--- Exercise brief ---
Copy each line of the data below exactly, leaving out pictures.

--- Records to use ---
━━━━━━━━━━━━━━━━
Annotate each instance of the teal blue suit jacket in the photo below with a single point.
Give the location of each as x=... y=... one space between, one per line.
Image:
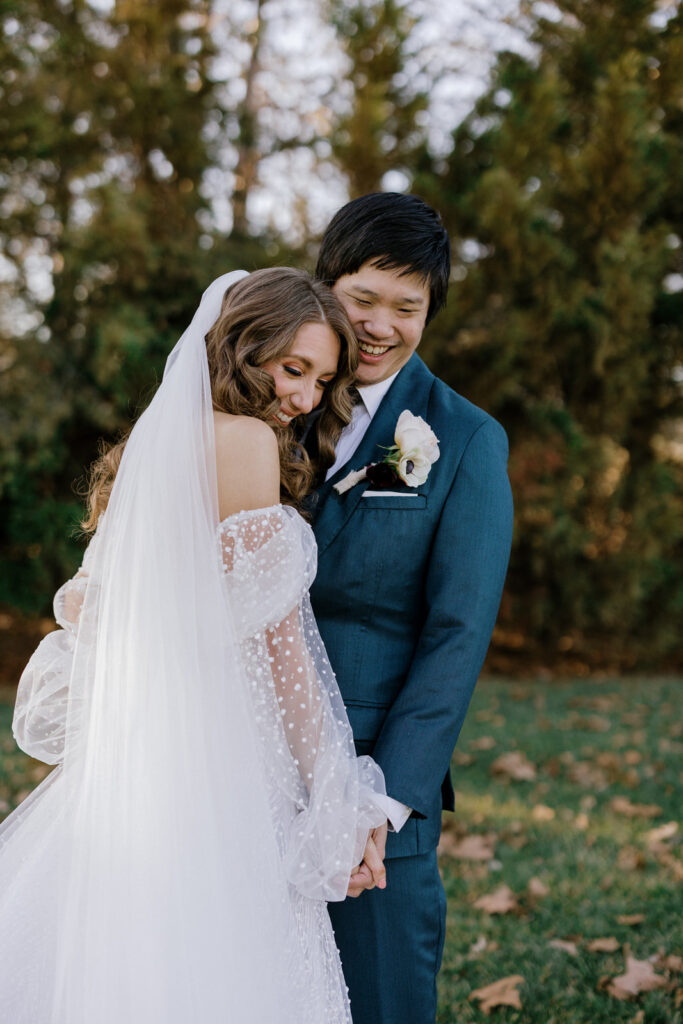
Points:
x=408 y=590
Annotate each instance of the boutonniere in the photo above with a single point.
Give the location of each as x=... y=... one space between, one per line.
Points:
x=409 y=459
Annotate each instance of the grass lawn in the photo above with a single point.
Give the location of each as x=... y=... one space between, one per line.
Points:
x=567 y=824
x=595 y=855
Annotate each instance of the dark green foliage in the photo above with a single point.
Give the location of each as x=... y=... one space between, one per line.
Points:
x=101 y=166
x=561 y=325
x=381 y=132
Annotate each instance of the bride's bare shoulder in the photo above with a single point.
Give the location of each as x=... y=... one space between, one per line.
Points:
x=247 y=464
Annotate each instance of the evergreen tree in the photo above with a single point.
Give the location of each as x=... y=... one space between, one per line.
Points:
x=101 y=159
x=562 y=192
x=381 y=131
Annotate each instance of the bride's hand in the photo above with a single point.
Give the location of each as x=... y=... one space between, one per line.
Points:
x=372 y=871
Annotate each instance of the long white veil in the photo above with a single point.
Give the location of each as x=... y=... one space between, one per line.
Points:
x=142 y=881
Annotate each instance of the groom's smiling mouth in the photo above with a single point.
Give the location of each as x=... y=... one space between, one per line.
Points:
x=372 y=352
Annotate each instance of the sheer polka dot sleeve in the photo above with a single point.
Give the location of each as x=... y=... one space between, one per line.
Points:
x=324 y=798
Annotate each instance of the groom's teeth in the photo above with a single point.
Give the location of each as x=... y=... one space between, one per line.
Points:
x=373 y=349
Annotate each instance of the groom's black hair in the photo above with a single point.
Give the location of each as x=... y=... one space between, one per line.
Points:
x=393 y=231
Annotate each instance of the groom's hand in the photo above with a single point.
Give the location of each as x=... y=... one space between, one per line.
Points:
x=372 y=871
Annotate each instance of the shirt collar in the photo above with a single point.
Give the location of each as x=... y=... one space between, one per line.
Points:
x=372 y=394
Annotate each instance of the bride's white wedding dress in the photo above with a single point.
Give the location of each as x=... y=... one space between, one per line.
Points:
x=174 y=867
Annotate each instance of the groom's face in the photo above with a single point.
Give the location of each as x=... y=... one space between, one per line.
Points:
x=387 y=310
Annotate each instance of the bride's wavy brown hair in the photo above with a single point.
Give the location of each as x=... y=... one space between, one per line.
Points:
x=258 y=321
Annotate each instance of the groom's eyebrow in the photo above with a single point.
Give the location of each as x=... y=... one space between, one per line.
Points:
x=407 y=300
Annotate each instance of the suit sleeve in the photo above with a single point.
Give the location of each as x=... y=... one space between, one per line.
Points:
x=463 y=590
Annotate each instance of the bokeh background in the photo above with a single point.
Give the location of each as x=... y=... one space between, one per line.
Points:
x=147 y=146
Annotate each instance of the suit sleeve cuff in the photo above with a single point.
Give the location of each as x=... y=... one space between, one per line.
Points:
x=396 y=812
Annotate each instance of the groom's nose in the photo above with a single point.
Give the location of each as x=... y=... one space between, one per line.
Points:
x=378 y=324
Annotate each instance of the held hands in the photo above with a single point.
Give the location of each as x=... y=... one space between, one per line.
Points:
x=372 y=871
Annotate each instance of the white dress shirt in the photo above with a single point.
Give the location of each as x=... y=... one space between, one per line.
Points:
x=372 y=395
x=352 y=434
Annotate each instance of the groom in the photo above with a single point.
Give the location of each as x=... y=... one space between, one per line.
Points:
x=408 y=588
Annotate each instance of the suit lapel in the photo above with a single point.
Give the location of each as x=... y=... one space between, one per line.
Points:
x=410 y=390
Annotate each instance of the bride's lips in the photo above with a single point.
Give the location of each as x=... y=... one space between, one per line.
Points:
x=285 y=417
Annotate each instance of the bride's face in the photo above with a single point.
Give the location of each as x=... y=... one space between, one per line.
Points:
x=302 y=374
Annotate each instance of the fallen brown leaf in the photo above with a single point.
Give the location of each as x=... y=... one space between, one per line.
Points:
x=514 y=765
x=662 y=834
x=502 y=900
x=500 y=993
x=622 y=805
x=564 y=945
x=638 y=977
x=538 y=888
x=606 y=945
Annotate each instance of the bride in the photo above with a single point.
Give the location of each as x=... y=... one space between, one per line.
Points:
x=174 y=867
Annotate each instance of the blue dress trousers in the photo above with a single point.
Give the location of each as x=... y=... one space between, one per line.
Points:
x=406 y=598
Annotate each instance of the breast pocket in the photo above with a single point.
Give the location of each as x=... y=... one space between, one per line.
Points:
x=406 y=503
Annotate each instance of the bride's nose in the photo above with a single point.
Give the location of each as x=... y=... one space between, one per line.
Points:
━━━━━━━━━━━━━━━━
--- Finished task ---
Annotate each instance of the teal blue suit jacket in the photo below with a single point.
Give the location of each as x=... y=... one space between, one per line.
Image:
Points:
x=408 y=590
Annotate each instance of the boutonniere in the photo above with a single point.
Give the location of each as x=... y=... one space between, one per line.
Points:
x=409 y=459
Annotate each instance of the grass lawn in the photo above with a single point.
Give the location of each as x=... y=... one space between, one per line.
Points:
x=567 y=824
x=595 y=855
Annotate each instance of the dark green foliage in the photo above with a single point.
Give the location of each as x=... y=... one space between, one per line.
Points:
x=101 y=166
x=561 y=325
x=381 y=132
Annotate each instance of the bride's bare shoulder in the photo above with a single point.
Give the location of each as x=... y=... one space between, one per line.
Points:
x=247 y=464
Annotate each instance of the evergreen tree in the photo above with a single point.
Give the location of each as x=... y=... one space between, one per line.
Points:
x=101 y=159
x=562 y=192
x=381 y=131
Annotate each instance of the bride's hand in the photo above with a single point.
Give the location of each as x=... y=... one space between, one per line.
Points:
x=372 y=871
Annotate each instance of the long white veil in the photo above with a single point.
Give the location of each as x=... y=... one space between, one per line.
Points:
x=142 y=881
Annotate each instance of the groom's smiling mouth in the photo above with a single point.
Give the location of each as x=... y=... one space between, one per line.
Points:
x=372 y=352
Annotate each instance of the sheer polka dot sleeve in the photo above with a single point.
Give the location of each as x=... y=... one space between, one per line.
Points:
x=324 y=798
Annotate each instance of the groom's teeth in the photo above with a single point.
Give the location of each as x=... y=... one space between, one per line.
Points:
x=373 y=349
Annotate each instance of the groom's black hair in the photo above with a single point.
Give the location of each as x=... y=... one space between, one per line.
Points:
x=393 y=231
Annotate each instance of the groom's hand in the photo above with a single point.
Give the location of each as x=... y=... one space between, one per line.
Points:
x=372 y=871
Annotate each instance of the shirt collar in the photo above with a single point.
Give the location of each as x=... y=... one space between, one per line.
Points:
x=372 y=394
Annotate each instance of the bride's white wedding dress in the photo above with a single point.
Give the location of each as x=... y=... one space between, one per line.
Points:
x=174 y=867
Annotate each instance of the groom's face in the photo above with a single point.
Give the location of each as x=... y=... one space between, one per line.
Points:
x=387 y=310
Annotate each instance of the bride's wavy brown hair in the photo above with a single point.
Give the location of each as x=... y=... one space between, one per line.
Points:
x=258 y=321
Annotate each instance of the groom's eyebrow in the photo above with a single point.
Give the location of each as x=... y=... one space between, one per line.
Points:
x=407 y=300
Annotate each instance of the suit sleeve in the photo above with a single point.
Give the location of each as x=... y=... one space between, one per line.
Points:
x=463 y=590
Annotate each instance of the bokeh background in the photo above with a single point.
Give the location of each as x=... y=... one space between, one per line.
Points:
x=147 y=146
Annotate each instance of the suit sleeve cuff in the photo above with a single point.
Give the location of each as x=... y=... one space between, one per line.
Points:
x=396 y=812
Annotate each instance of the groom's nose in the photo above with a single point.
Give the location of each as x=... y=... one space between, one per line.
Points:
x=378 y=324
Annotate each instance of the held hands in the photo above with a single point.
Give the location of each as x=... y=... one space between, one per line.
Points:
x=372 y=871
Annotate each instance of the white dress shirt in the photo above with a single point.
Give the location of each as x=... y=... one space between, one per line.
Points:
x=372 y=395
x=352 y=434
Annotate each instance of the groom in the photo above with a single point.
Give the location of each as x=... y=... one space between, one per line.
Points:
x=408 y=588
Annotate each instance of the suit lapel in the photo above with a single point.
Give the location of each as x=... y=... one space between, one per line.
Points:
x=410 y=390
Annotate each instance of the bride's lips in the photo above with a single point.
Give the location of each as x=... y=... one space between, one per line.
Points:
x=285 y=417
Annotate each instance of the bride's face in the photo above with a single point.
Give the location of each as x=... y=... one space between, one per line.
Points:
x=302 y=374
Annotate each instance of the fallen brown leaf in the photo above with a single point.
Give the location of each as x=... y=... one space between, one per line.
Points:
x=514 y=765
x=662 y=834
x=502 y=900
x=500 y=993
x=622 y=805
x=564 y=945
x=638 y=977
x=538 y=888
x=606 y=945
Annotate each instance of the bride in the photo above with a single point.
Give the location of each as x=... y=... one space between, one per line.
Points:
x=174 y=867
Annotate each instance of the blue dress trousers in the photo above with a single point.
Give the location of each as x=... y=... one space between, one per line.
Points:
x=406 y=598
Annotate each instance of the breast pocket in the photo above with a single point.
Give the location of each as x=... y=... one space between, one per line.
Points:
x=406 y=503
Annotate each instance of the bride's nose in the photo above with a single point.
Give the location of each as x=... y=... one space between, one per line.
Points:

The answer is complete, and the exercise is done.